As Turkey normalizes its relations with Egypt and the UAE—with whom it has clashed over Libya—it experiences fluctuations in its ties with Russia. All these actors are in a position to approve or reject Turkey's membership in BRICS. And everyone expects Turkey to adopt more cooperative policies.

Fehim Taştekin ftastekin@gazeteduvar.com.tr

As the ruling Justice and Development Party (AKP) government pursued its goal of joining BRICS by employing a strategy of leveraging tensions between global South and North blocs, Turkey faced escalating challenges in the regions where it had embarked on new ventures. In Syria, Turkey's allies began to turn on each other, and in Libya, the situation grew increasingly out of control.

Last week, the country focused on the newly opened chapter marked by Egyptian President Abdel Fattah el-Sisi's visit to Ankara. However, during this time, the main topic on the agenda with Egypt—Libya—was witnessing conflicts that exceeded Ankara's capacity to resolve. Despite their rivalry in Libya, Turkey and Egypt found themselves in a stalemate, forcing them to keep an eye on each other.

### What the task requires
Continue the passage on Turkey's BRICS ambitions and its ties with Egypt over Libya, starting after its last sentence.

### Data provided

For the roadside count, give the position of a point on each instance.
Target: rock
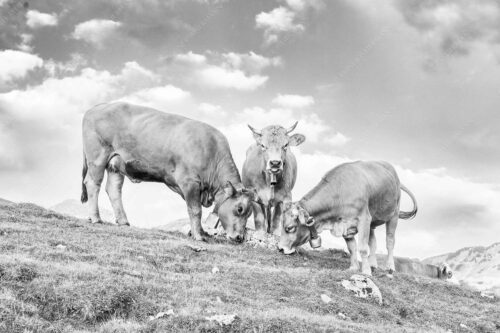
(262, 239)
(212, 221)
(196, 248)
(325, 298)
(343, 316)
(162, 314)
(486, 294)
(222, 320)
(363, 287)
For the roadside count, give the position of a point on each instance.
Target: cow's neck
(267, 177)
(320, 210)
(226, 170)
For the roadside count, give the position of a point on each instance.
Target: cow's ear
(252, 192)
(229, 189)
(257, 135)
(302, 217)
(296, 139)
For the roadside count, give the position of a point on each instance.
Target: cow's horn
(254, 130)
(310, 222)
(288, 131)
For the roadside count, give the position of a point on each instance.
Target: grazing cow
(353, 198)
(190, 157)
(270, 167)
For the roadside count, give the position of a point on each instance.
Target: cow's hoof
(353, 268)
(200, 238)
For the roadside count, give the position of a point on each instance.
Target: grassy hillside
(59, 274)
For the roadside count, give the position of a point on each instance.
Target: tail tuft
(84, 197)
(413, 213)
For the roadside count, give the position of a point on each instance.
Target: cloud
(284, 19)
(96, 31)
(293, 101)
(453, 28)
(36, 19)
(211, 110)
(227, 70)
(277, 21)
(301, 5)
(158, 97)
(76, 62)
(16, 64)
(219, 77)
(191, 58)
(25, 46)
(57, 100)
(251, 61)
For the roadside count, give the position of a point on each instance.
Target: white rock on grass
(325, 298)
(162, 314)
(487, 295)
(363, 287)
(223, 320)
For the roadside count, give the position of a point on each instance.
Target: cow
(352, 198)
(192, 158)
(271, 168)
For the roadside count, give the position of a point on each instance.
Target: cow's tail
(84, 197)
(411, 214)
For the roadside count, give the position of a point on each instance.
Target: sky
(415, 83)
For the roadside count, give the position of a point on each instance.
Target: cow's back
(155, 137)
(359, 183)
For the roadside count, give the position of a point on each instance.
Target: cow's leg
(352, 247)
(114, 186)
(363, 238)
(93, 181)
(373, 250)
(269, 217)
(259, 216)
(276, 225)
(390, 240)
(192, 195)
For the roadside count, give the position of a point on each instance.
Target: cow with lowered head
(190, 157)
(271, 168)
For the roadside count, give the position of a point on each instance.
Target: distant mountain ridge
(478, 266)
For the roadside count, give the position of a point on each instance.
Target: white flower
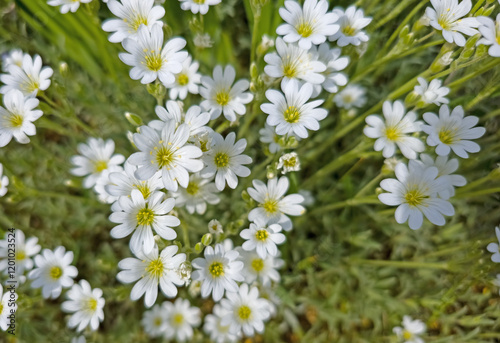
(218, 333)
(289, 162)
(452, 131)
(225, 160)
(53, 271)
(262, 238)
(293, 63)
(445, 168)
(308, 25)
(218, 271)
(67, 5)
(8, 303)
(122, 183)
(490, 31)
(16, 119)
(494, 248)
(29, 78)
(4, 182)
(261, 269)
(24, 250)
(411, 330)
(352, 22)
(432, 93)
(447, 16)
(154, 321)
(245, 311)
(273, 204)
(15, 57)
(334, 63)
(268, 135)
(132, 14)
(221, 96)
(86, 304)
(96, 157)
(196, 6)
(187, 80)
(180, 318)
(351, 96)
(415, 194)
(393, 130)
(149, 61)
(291, 112)
(140, 216)
(152, 270)
(215, 227)
(197, 194)
(166, 151)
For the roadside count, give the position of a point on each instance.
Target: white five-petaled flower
(131, 15)
(24, 250)
(245, 311)
(415, 193)
(221, 96)
(29, 78)
(151, 270)
(218, 271)
(351, 96)
(411, 330)
(494, 248)
(53, 271)
(432, 93)
(273, 204)
(180, 318)
(392, 130)
(307, 25)
(96, 157)
(149, 60)
(68, 5)
(452, 131)
(140, 216)
(196, 6)
(291, 112)
(8, 303)
(16, 119)
(352, 22)
(197, 194)
(262, 238)
(291, 62)
(226, 161)
(166, 151)
(447, 16)
(86, 304)
(187, 81)
(490, 31)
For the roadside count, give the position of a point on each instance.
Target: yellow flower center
(221, 159)
(292, 114)
(55, 273)
(222, 98)
(261, 235)
(304, 29)
(258, 264)
(192, 188)
(216, 269)
(155, 268)
(392, 133)
(244, 312)
(99, 166)
(164, 156)
(182, 79)
(16, 120)
(145, 217)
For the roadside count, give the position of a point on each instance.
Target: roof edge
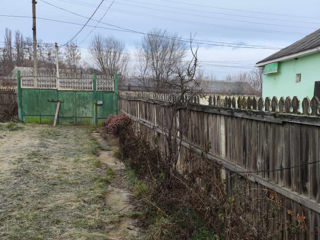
(289, 57)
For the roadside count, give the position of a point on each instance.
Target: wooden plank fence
(272, 144)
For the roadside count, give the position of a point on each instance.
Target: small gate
(82, 99)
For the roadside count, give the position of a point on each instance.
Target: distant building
(230, 88)
(294, 70)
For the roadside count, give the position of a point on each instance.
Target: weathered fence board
(273, 149)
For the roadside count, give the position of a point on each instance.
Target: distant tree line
(162, 59)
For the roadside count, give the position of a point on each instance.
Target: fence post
(95, 99)
(19, 96)
(115, 95)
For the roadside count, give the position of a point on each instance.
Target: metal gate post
(95, 99)
(19, 96)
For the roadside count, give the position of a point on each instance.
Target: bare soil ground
(60, 183)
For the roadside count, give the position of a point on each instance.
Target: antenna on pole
(35, 55)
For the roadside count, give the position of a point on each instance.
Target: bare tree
(7, 53)
(109, 55)
(184, 88)
(73, 56)
(160, 56)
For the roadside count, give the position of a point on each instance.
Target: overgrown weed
(11, 126)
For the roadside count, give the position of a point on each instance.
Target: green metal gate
(83, 100)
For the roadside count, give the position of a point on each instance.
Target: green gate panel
(47, 107)
(108, 105)
(77, 106)
(84, 107)
(30, 105)
(67, 109)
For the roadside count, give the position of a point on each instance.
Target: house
(294, 70)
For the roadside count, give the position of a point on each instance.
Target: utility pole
(57, 65)
(35, 56)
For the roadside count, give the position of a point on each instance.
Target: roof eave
(289, 57)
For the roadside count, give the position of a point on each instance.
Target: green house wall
(283, 83)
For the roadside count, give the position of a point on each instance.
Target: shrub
(116, 123)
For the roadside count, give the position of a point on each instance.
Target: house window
(298, 77)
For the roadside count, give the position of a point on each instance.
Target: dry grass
(51, 184)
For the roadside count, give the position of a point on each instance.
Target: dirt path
(53, 186)
(118, 196)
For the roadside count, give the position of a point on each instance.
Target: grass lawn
(52, 185)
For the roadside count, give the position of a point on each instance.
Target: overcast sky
(262, 26)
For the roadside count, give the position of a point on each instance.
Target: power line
(89, 19)
(220, 13)
(193, 10)
(171, 19)
(216, 17)
(228, 44)
(239, 10)
(120, 29)
(99, 21)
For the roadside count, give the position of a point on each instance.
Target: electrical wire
(193, 10)
(217, 17)
(89, 19)
(207, 43)
(99, 21)
(267, 14)
(193, 22)
(199, 41)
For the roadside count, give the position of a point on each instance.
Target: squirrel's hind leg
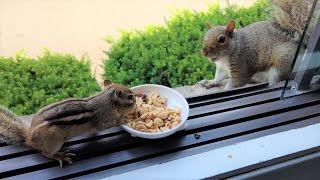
(273, 76)
(50, 143)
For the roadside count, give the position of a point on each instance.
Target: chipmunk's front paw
(208, 84)
(63, 156)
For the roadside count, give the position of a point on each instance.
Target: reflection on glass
(306, 68)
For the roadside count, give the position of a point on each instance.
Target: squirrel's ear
(208, 25)
(230, 27)
(106, 83)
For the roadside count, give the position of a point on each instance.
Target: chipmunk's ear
(230, 27)
(208, 25)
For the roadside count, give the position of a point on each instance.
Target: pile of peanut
(152, 115)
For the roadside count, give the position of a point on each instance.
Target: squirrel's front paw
(208, 84)
(63, 156)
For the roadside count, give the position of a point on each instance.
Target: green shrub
(170, 55)
(28, 84)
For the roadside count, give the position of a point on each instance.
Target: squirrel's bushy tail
(12, 130)
(292, 16)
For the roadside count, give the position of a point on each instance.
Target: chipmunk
(54, 124)
(262, 47)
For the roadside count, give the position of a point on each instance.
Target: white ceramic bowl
(174, 99)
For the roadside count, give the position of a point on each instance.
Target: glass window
(306, 68)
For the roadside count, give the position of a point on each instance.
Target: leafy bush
(28, 84)
(170, 55)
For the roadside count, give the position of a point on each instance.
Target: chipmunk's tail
(12, 130)
(292, 16)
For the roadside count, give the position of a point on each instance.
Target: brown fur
(55, 124)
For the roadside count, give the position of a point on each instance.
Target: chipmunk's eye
(221, 39)
(130, 97)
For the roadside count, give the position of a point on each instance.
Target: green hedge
(28, 84)
(170, 54)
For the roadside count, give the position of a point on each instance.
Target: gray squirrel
(54, 124)
(263, 49)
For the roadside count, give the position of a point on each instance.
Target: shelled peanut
(152, 115)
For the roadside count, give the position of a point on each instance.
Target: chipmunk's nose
(205, 51)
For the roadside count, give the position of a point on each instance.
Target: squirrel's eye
(130, 97)
(222, 39)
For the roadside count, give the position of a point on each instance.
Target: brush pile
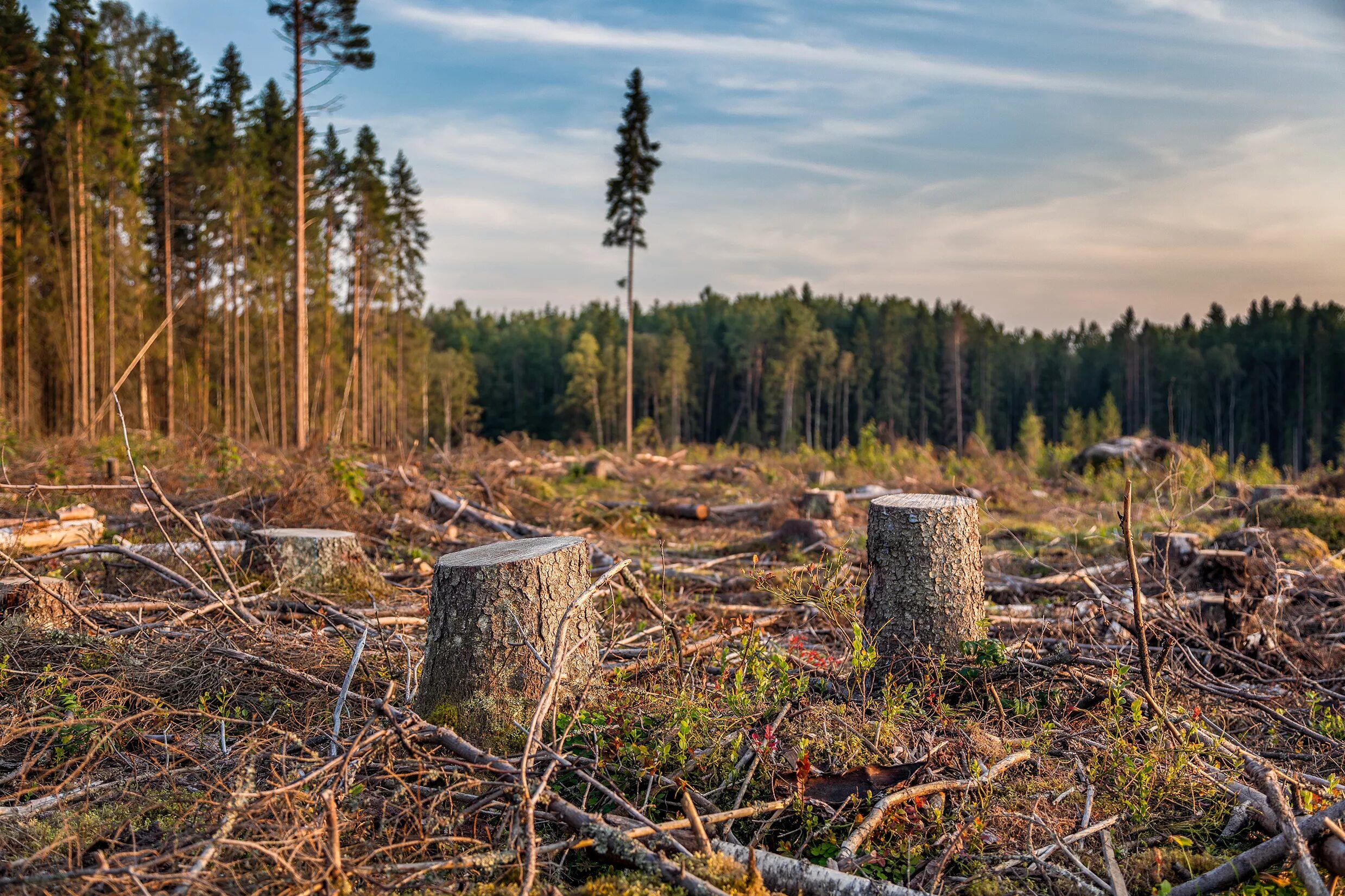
(185, 706)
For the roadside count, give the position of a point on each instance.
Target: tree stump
(1174, 550)
(21, 596)
(490, 609)
(926, 585)
(329, 561)
(822, 503)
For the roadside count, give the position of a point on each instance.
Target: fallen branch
(870, 822)
(801, 876)
(1247, 864)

### Exercise response
The actors in Libya did not maintain consistent relationships with the foreign powers involved in the country, leading to a complex and unpredictable web of alliances. As alliances continuously shifted, the chaos escalated to a point where no external power could control the situation alone.

To understand the current dynamics, it's important to look back. In 2019-2020, the Egyptian, UAE, and Russian-backed Libyan National Army, led by Khalifa Haftar, attempted to capture Tripoli. Turkey's intervention thwarted this effort. However, when the Tripoli forces attempted to advance eastward, they were stopped at the Sirte-Jufra line. Turkey's support was insufficient to push further.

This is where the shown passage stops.